■ What you are asked to do
Render the lines below as a JSON list of strings, one string per line, leaving out blank lines. Start with the line containing "of the dark" and continue through the last line, including both.

■ Data for this task
☆ ☆ ☆ ☆

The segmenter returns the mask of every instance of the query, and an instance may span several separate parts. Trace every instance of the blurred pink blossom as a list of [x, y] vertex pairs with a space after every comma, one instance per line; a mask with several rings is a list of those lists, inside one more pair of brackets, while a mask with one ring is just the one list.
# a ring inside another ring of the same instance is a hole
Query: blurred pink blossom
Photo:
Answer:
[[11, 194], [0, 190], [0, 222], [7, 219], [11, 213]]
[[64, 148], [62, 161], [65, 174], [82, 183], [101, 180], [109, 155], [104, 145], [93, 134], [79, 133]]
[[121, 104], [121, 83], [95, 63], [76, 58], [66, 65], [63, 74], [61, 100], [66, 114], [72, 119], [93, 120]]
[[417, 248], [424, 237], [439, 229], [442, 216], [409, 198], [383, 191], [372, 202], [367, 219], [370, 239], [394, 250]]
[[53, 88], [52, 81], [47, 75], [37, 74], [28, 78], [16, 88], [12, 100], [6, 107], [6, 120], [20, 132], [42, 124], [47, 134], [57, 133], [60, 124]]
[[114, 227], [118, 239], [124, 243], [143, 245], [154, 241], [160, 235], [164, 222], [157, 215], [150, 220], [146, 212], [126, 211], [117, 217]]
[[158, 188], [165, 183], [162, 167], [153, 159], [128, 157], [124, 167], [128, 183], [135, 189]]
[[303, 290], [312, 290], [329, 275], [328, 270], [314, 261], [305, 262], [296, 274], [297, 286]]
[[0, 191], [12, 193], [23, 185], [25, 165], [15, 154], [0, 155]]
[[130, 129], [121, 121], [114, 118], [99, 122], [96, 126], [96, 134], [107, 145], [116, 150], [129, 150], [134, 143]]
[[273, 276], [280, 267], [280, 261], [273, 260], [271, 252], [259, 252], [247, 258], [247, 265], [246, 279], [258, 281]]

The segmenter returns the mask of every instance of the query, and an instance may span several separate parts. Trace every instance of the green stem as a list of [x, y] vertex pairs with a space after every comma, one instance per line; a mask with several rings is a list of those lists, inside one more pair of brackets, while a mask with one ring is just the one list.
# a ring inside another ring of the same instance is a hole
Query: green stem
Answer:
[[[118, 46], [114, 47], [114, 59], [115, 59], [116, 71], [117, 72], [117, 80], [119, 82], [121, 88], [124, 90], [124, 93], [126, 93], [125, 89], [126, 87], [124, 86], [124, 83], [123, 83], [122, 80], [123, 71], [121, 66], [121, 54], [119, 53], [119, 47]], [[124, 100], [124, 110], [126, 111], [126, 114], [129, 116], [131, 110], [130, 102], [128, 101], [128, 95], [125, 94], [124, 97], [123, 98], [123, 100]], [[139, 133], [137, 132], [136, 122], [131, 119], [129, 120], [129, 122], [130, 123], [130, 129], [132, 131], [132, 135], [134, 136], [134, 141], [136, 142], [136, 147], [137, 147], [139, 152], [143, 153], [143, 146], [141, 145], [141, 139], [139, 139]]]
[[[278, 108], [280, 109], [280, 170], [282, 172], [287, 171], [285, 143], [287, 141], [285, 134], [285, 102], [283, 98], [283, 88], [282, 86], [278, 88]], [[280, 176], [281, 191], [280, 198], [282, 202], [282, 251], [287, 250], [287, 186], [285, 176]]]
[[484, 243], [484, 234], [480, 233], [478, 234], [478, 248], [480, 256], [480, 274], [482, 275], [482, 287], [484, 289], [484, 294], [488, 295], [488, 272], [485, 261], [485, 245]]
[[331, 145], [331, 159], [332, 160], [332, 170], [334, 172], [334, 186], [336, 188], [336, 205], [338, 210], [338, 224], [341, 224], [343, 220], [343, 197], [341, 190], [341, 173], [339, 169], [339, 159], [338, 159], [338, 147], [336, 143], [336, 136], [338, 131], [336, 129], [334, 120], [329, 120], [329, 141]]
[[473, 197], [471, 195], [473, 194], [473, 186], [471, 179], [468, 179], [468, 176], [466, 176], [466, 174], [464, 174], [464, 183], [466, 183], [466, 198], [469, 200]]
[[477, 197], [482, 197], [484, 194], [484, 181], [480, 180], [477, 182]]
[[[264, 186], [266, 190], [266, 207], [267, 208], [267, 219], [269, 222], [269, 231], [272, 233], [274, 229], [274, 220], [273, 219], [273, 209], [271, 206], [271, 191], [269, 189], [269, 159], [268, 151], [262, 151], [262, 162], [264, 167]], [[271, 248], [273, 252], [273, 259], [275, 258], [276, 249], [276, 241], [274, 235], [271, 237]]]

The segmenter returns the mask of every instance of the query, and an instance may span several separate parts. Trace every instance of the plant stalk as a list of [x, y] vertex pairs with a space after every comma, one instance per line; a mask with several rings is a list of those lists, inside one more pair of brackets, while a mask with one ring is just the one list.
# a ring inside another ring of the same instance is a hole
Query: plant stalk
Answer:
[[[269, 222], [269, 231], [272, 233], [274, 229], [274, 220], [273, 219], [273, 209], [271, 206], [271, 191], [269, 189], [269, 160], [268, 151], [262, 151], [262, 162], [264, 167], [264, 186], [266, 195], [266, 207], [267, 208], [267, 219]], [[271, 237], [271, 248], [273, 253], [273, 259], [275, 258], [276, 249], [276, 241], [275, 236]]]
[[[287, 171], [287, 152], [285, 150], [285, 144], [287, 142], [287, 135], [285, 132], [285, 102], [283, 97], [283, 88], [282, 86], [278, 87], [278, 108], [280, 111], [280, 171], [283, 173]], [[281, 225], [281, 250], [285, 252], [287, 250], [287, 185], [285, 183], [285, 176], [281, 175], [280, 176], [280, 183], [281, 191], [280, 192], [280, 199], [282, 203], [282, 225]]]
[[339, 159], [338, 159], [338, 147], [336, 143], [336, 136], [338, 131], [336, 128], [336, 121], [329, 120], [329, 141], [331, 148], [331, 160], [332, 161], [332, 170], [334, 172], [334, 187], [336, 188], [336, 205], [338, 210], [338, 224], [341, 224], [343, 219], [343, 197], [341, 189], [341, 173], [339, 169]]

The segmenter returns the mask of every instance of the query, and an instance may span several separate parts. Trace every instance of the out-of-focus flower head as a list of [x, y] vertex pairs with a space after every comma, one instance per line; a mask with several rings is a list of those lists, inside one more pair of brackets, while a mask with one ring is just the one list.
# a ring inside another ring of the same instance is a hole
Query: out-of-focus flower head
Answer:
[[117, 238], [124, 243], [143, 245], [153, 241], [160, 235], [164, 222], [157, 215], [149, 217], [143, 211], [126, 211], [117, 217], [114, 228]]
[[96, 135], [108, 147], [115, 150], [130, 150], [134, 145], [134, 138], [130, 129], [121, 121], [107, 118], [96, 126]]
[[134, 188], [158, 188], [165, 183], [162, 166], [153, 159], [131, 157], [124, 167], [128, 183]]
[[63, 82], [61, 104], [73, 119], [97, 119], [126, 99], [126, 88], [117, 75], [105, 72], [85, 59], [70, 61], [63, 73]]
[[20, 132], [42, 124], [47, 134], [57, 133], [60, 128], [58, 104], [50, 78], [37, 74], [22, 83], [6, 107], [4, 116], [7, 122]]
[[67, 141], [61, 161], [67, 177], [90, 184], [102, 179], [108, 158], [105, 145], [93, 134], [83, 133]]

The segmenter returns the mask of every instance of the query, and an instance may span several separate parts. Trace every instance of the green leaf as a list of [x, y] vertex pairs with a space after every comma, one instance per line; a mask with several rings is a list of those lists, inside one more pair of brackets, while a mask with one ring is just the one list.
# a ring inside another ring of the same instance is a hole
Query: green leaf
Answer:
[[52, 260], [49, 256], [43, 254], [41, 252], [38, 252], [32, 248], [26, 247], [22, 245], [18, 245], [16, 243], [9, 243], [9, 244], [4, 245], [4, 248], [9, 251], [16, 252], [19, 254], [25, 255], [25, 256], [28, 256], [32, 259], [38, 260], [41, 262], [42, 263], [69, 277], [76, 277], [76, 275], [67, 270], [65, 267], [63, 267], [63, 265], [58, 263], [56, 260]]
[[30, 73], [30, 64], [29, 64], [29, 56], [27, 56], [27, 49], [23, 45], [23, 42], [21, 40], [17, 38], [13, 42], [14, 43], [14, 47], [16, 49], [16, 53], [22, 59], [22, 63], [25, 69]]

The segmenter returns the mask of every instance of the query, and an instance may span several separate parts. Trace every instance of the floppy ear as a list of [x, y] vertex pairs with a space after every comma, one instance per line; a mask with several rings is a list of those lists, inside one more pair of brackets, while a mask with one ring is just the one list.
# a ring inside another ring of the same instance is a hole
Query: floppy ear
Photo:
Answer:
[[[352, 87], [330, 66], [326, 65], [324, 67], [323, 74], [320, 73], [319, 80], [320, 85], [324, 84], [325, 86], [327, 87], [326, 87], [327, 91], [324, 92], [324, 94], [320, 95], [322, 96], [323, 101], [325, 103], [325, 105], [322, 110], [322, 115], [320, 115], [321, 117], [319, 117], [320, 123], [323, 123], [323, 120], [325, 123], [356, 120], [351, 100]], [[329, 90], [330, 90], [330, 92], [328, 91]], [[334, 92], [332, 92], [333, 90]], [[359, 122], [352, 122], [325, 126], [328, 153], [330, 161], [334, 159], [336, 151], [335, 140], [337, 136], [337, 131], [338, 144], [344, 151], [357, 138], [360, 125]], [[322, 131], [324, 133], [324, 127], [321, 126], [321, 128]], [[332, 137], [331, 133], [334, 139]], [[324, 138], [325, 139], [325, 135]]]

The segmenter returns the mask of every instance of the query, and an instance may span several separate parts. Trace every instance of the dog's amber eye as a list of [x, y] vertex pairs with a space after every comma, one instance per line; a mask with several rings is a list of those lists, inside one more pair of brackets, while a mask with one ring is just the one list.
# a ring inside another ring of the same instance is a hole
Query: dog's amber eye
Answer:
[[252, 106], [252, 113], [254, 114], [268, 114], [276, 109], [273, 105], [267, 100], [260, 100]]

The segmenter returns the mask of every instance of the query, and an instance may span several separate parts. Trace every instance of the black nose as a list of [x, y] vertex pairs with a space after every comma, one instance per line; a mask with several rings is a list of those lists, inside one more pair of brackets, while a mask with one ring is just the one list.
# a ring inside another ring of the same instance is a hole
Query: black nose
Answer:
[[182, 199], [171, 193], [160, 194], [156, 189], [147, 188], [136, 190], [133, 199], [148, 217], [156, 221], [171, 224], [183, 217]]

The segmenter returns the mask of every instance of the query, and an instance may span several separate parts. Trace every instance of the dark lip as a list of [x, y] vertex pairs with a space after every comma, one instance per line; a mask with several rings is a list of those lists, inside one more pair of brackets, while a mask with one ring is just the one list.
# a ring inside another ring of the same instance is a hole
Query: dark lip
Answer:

☆ ☆ ☆ ☆

■ Finished answer
[
  "The segmenter returns the mask of every instance of the query, and an instance may span several separate parts. Trace every instance of the dark lip as a list of [x, y] vertex pairs with a space after every comma, one instance per line; a mask with several rings is a list of those lists, inside one more pair of brackets, while a mask with one ring is just the one list.",
  "# a ring inside another ring of the same instance is a hole",
  "Query: dark lip",
  "Answer:"
]